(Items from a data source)
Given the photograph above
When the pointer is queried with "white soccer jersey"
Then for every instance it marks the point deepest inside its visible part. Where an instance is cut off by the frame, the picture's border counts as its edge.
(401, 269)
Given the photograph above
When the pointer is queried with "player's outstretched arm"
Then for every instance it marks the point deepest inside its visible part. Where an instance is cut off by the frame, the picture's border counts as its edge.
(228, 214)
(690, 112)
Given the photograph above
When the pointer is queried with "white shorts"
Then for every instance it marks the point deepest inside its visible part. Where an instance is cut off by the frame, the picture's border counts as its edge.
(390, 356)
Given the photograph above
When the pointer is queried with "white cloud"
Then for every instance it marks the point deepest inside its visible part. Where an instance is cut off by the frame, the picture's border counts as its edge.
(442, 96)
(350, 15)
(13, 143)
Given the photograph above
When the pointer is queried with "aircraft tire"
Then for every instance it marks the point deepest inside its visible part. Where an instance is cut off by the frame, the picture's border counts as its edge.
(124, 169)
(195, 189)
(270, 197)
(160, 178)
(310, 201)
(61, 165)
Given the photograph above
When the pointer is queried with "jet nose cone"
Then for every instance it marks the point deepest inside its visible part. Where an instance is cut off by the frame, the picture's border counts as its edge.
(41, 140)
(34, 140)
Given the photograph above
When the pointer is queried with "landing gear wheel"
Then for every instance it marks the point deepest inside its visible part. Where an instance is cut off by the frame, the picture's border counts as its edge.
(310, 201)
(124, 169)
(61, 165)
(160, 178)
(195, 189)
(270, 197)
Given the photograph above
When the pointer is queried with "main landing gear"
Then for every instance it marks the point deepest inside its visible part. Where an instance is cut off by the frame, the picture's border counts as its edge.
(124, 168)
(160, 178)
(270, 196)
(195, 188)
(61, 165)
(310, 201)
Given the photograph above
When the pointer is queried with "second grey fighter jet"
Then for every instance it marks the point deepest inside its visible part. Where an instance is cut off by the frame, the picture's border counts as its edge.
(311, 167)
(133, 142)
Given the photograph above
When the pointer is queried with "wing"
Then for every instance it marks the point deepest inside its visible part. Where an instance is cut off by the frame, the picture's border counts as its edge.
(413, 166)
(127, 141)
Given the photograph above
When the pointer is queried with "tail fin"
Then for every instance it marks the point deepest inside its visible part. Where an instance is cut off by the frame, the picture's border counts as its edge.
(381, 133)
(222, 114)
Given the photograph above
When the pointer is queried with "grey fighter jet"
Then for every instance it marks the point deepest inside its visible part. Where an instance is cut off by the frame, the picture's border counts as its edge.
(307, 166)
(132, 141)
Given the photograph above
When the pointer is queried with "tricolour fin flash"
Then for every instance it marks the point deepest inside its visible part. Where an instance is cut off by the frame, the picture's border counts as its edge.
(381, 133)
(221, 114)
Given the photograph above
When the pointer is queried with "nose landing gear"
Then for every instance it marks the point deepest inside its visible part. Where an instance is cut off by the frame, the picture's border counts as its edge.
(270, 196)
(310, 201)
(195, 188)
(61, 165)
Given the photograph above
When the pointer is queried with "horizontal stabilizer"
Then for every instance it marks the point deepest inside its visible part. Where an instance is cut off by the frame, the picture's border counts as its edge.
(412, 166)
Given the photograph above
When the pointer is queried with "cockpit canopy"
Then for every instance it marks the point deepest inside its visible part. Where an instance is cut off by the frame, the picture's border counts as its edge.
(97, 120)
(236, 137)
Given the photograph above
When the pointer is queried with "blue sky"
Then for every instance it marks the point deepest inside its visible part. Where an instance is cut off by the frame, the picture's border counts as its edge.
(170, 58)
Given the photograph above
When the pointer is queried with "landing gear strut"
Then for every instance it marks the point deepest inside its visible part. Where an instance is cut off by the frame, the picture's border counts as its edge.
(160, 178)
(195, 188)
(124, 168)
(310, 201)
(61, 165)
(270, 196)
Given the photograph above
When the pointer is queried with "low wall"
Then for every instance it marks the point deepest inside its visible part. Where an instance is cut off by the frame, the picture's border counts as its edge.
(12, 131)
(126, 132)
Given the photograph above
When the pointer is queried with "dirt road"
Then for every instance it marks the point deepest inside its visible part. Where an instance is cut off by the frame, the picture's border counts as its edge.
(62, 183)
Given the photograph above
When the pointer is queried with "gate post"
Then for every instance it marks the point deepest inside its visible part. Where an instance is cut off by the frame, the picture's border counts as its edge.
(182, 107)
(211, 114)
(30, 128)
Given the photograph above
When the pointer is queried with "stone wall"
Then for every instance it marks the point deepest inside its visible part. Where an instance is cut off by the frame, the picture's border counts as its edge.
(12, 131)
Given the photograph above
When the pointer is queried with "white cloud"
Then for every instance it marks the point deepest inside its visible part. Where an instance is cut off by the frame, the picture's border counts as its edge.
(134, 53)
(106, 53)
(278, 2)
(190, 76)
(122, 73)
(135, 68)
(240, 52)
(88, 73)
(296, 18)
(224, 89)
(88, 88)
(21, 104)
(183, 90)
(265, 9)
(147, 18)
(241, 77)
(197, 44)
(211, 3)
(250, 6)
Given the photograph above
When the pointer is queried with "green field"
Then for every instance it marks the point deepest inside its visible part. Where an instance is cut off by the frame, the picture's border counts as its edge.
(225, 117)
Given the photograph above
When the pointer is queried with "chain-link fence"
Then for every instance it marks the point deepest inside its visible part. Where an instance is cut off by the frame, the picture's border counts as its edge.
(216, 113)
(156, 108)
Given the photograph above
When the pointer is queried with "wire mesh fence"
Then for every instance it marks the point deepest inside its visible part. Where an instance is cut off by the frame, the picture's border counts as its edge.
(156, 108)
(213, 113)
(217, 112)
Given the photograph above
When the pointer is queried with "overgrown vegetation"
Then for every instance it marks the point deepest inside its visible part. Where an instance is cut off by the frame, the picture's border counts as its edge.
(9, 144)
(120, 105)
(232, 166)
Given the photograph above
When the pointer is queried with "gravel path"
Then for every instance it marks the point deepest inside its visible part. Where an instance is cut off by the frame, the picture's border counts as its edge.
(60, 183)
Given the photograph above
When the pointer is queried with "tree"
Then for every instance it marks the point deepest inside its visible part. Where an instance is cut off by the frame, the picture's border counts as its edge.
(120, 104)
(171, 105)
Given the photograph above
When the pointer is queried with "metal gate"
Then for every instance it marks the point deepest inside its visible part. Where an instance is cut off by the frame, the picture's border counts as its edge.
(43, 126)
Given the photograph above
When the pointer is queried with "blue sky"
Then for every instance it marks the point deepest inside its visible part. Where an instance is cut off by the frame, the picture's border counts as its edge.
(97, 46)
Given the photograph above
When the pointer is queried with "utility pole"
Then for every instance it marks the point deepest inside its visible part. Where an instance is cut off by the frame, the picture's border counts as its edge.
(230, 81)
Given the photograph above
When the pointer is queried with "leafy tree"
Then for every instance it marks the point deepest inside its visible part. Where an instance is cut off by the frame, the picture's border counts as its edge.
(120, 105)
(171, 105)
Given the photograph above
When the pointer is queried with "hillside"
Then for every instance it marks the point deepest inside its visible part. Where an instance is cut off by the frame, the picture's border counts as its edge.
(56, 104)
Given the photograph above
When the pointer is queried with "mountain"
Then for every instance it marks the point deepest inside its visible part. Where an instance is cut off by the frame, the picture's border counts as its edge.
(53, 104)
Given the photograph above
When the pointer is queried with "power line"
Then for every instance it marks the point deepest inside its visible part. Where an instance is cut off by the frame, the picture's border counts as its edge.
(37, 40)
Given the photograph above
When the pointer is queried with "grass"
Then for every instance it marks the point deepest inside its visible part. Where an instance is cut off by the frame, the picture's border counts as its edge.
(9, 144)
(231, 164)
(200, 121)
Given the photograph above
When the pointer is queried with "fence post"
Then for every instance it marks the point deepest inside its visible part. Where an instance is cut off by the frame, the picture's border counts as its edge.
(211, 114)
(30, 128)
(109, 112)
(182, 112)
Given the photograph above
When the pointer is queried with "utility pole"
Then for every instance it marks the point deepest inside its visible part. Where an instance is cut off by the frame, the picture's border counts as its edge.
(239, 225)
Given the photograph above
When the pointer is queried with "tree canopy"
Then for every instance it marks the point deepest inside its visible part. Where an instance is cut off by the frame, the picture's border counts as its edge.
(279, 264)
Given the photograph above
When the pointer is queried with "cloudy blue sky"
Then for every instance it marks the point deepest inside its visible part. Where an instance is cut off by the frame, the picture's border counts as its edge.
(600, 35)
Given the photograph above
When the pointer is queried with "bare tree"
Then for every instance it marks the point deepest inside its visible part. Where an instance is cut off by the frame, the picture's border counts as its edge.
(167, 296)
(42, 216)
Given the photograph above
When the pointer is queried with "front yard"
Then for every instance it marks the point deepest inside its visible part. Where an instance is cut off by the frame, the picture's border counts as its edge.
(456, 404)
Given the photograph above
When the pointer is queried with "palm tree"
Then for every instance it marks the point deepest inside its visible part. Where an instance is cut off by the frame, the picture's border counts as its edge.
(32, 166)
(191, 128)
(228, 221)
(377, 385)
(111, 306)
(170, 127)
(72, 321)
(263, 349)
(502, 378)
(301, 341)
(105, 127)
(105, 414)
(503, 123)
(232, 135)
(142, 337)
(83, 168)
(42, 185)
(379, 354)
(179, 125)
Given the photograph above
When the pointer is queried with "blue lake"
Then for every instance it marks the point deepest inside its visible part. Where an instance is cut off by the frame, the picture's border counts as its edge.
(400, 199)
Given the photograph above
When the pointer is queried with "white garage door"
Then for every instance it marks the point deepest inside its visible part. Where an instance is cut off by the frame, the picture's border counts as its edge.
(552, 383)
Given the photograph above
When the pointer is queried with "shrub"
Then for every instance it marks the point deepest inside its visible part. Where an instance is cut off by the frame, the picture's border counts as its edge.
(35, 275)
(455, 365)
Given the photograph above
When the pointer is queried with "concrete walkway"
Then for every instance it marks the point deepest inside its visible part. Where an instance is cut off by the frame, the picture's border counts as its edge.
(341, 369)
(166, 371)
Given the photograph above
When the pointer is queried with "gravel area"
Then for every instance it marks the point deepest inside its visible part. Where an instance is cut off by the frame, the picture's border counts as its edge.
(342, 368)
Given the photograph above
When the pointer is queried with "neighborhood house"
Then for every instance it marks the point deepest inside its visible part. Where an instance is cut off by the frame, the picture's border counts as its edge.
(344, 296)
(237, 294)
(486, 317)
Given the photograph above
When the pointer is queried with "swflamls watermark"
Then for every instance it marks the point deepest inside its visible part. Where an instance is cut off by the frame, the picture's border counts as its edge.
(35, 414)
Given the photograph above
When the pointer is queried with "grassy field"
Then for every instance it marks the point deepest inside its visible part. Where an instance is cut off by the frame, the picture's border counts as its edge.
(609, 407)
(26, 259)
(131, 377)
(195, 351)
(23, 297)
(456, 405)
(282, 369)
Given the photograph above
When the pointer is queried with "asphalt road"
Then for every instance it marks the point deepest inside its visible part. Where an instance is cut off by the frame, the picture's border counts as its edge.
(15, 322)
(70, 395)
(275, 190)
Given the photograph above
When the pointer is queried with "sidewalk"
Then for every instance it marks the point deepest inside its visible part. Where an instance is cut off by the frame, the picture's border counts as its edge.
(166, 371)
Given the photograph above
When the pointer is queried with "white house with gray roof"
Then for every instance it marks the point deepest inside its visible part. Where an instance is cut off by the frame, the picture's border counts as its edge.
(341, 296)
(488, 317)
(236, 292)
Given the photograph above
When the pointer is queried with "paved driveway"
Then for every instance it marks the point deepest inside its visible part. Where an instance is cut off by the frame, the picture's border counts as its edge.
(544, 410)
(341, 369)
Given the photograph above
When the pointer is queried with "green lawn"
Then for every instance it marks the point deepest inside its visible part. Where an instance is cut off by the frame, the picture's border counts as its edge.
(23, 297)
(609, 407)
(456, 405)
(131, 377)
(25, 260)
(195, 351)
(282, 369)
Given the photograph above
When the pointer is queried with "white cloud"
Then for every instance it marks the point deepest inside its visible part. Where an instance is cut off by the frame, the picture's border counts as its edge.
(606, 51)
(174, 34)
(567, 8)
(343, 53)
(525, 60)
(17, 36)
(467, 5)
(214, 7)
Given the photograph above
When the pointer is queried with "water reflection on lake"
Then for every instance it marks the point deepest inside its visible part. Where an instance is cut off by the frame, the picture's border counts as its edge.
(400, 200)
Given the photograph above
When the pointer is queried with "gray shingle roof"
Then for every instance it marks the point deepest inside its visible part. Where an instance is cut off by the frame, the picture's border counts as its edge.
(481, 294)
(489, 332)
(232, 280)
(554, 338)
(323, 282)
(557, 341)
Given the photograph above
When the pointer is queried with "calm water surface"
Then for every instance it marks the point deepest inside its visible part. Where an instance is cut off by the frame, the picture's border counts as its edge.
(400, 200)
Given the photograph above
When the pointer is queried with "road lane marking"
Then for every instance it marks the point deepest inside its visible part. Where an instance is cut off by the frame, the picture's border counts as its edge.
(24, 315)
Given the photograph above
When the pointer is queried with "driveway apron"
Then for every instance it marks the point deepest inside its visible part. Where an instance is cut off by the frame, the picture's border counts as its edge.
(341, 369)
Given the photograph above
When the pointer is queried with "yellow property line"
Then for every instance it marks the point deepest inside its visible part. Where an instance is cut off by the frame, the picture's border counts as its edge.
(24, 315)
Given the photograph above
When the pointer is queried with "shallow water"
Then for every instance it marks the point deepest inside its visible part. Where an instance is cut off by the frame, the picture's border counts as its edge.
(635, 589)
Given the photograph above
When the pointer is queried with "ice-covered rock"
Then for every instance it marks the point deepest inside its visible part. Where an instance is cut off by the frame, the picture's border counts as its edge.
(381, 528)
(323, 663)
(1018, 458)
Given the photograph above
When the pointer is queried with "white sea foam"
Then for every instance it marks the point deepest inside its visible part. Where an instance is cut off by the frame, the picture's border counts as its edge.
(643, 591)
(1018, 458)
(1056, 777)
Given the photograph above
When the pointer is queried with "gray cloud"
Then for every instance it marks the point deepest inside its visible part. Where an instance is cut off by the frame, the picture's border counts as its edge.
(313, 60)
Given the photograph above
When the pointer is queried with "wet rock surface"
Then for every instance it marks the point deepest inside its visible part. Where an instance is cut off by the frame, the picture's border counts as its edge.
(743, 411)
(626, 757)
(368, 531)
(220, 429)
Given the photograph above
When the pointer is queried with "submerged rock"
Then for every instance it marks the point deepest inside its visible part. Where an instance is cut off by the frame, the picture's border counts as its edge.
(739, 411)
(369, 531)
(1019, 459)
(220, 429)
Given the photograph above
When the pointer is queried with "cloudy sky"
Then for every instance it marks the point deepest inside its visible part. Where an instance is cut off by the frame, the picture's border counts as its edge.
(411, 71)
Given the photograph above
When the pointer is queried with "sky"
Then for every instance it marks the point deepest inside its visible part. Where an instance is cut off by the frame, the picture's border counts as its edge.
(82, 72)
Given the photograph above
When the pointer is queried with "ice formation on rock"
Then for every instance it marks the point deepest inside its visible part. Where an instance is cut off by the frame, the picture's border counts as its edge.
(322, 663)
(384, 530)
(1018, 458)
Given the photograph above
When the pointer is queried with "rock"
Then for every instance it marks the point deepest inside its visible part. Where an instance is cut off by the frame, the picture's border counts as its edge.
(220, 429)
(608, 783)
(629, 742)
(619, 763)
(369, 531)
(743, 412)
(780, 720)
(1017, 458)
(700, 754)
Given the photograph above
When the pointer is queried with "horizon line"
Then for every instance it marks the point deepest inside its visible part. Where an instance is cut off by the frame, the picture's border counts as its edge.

## Exercise aim
Consider the entries above and return each line with the string "cloudy".

## Exercise solution
When the pointer is queried with "cloudy blue sky"
When the pointer is queried with "cloudy sky"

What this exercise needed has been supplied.